### Texto de leitura

· · · · · · ·

Dunga e os rituais da Antropologia

Dunga e os rituais da Antropologia

Um dos pilares da antropologia é a observação dos rituais, o conjunto de gestos, palavras e formalidades que possuem um alto valor simbólico. Usualmente, os ritos reiteram as condutas, muitas vezes chanceladas pela religião, e reforçam costumes e tradições, dando um sentido palpável à vida social.

Vejam a passagem, fora de rota, da Seleção Brasileira por Brasília. Esta semana, os comandados de Dunga saíram de Curitiba e foram à capital federal para a bênção do presidente, antes de embarcar para a África do Sul. Um antropológico passe telegrafado para a torcida brasileira. Simbolicamente, como se fosse um organismo do governo federal, a Seleção subiu a rampa do Planalto na celebração do batismo verde e amarelo e foi ungida como filha dileta do poder instituído.

· · · · · · ·

Registros armazenados

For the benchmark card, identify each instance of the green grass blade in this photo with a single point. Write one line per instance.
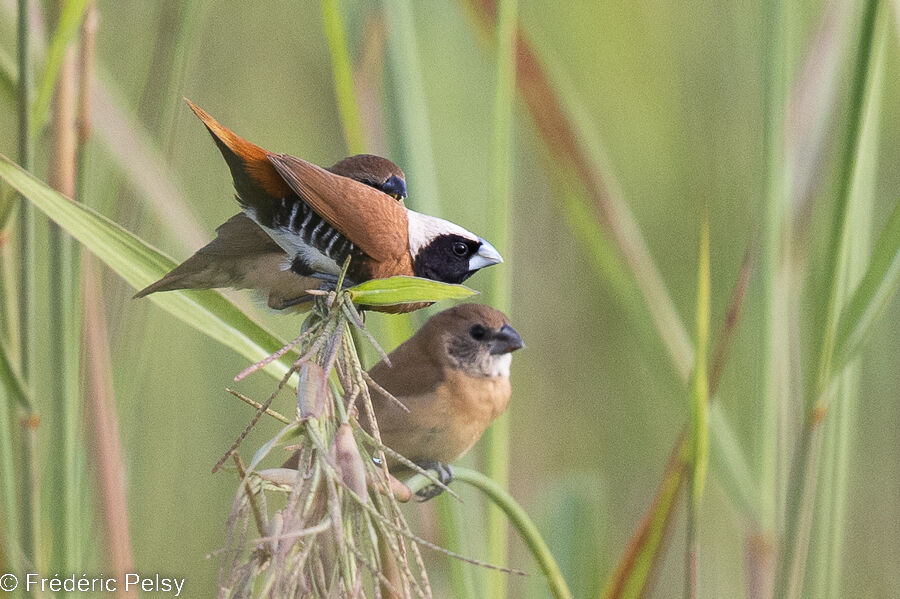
(342, 73)
(12, 543)
(827, 545)
(140, 264)
(730, 466)
(839, 231)
(67, 28)
(700, 385)
(13, 381)
(873, 294)
(518, 518)
(418, 154)
(8, 77)
(801, 484)
(776, 372)
(699, 414)
(406, 290)
(497, 438)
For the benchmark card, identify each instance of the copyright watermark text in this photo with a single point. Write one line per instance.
(31, 582)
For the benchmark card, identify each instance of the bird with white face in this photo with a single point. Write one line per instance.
(319, 218)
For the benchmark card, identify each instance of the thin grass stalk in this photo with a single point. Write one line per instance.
(406, 72)
(519, 519)
(342, 74)
(462, 578)
(699, 436)
(188, 39)
(100, 405)
(418, 159)
(31, 509)
(790, 571)
(774, 401)
(65, 396)
(345, 94)
(496, 438)
(109, 471)
(12, 540)
(826, 573)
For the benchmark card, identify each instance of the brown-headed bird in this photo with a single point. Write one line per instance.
(319, 218)
(453, 377)
(244, 256)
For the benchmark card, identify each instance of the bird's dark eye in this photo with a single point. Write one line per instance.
(478, 332)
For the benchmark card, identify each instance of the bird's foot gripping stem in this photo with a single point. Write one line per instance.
(444, 474)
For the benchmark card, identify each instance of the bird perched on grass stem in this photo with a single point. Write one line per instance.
(453, 378)
(319, 218)
(244, 256)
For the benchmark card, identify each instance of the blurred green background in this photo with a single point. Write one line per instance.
(673, 90)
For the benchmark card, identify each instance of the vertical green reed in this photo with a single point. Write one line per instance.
(800, 491)
(12, 546)
(840, 426)
(414, 134)
(342, 73)
(31, 508)
(64, 307)
(773, 423)
(496, 439)
(699, 404)
(414, 131)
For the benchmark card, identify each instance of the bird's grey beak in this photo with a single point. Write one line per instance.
(487, 255)
(506, 340)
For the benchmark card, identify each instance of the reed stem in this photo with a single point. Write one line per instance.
(798, 510)
(496, 440)
(65, 395)
(31, 509)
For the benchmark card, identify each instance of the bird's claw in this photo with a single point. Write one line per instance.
(444, 474)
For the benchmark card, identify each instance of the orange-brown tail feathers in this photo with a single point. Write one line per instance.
(255, 179)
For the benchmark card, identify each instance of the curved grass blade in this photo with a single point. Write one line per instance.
(872, 295)
(140, 264)
(519, 520)
(406, 290)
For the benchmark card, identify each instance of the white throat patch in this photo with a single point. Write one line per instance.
(424, 228)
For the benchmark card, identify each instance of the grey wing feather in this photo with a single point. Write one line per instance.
(242, 255)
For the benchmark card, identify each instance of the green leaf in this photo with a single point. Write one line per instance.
(406, 290)
(700, 386)
(12, 380)
(342, 74)
(140, 264)
(872, 295)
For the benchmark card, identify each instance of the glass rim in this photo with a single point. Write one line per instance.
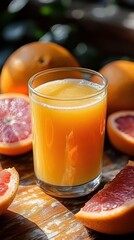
(81, 69)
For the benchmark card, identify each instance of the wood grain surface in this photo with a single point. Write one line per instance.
(34, 215)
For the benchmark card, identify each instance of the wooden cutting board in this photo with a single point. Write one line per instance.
(34, 215)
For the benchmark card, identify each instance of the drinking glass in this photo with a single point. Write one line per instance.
(68, 110)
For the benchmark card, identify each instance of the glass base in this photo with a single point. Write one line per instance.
(70, 191)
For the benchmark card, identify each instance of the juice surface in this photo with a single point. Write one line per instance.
(68, 134)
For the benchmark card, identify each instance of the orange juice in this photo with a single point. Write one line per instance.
(68, 131)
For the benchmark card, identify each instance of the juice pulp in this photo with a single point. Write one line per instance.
(68, 134)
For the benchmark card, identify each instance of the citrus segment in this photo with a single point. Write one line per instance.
(9, 181)
(111, 210)
(120, 75)
(32, 58)
(120, 129)
(15, 124)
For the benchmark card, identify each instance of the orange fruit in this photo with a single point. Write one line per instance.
(111, 210)
(9, 181)
(120, 76)
(15, 124)
(30, 59)
(120, 130)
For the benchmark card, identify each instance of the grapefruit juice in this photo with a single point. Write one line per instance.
(68, 131)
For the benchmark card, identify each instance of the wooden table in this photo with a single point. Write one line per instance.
(34, 215)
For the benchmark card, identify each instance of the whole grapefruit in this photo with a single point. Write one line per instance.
(120, 76)
(30, 59)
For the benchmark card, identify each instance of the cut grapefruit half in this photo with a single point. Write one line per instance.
(111, 210)
(9, 181)
(15, 124)
(120, 129)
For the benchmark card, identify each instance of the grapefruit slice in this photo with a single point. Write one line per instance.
(120, 129)
(111, 210)
(15, 124)
(9, 181)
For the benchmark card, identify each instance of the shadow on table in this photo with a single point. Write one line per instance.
(15, 226)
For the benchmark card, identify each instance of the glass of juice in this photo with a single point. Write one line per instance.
(68, 108)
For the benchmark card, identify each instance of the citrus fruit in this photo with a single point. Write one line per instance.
(111, 210)
(30, 59)
(120, 76)
(15, 124)
(9, 181)
(120, 130)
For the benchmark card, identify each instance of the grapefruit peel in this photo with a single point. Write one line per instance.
(8, 196)
(116, 221)
(122, 141)
(20, 146)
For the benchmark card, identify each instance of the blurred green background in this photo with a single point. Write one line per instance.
(95, 32)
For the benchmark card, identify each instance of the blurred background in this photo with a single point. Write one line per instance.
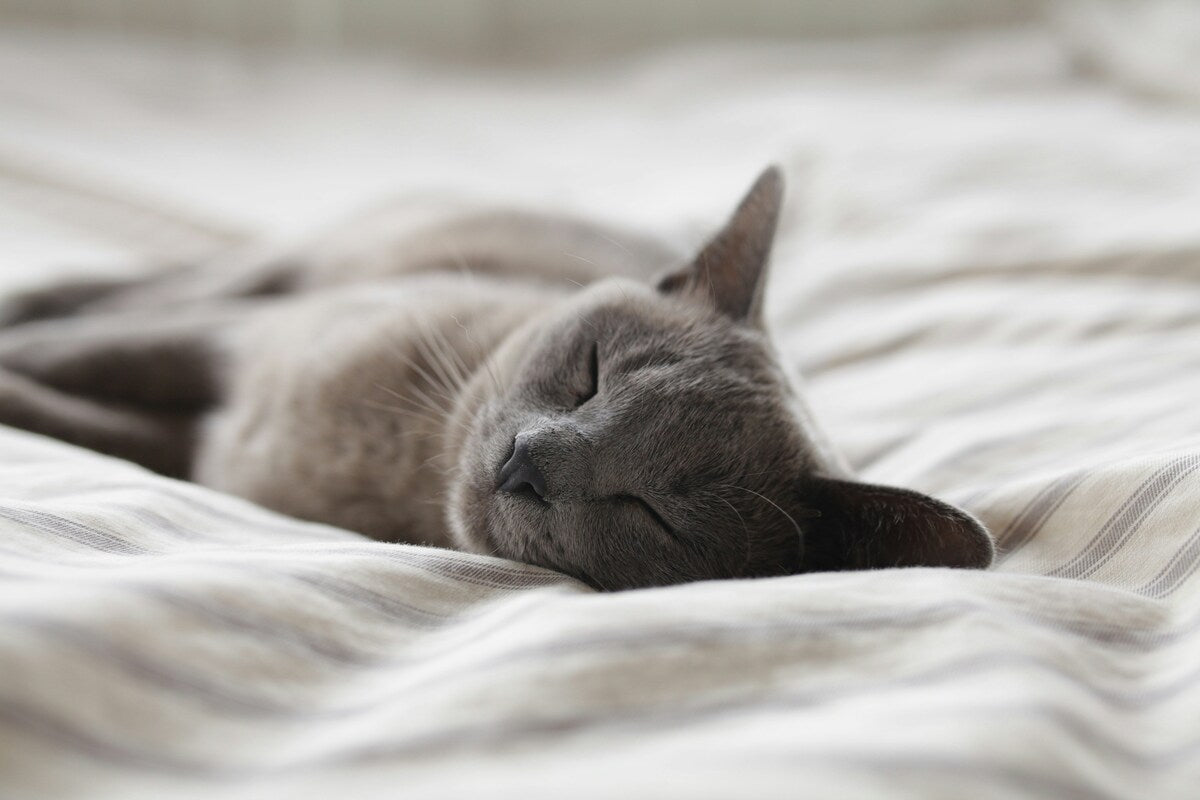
(133, 131)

· · · · · · ·

### Seu objetivo
Por favor, diga de qual cidade a Seleção Brasileira saiu antes de ir a Brasília, segundo o texto de leitura. Use apenas o texto de leitura, sem recorrer à listagem.

### Sua resposta
De Curitiba.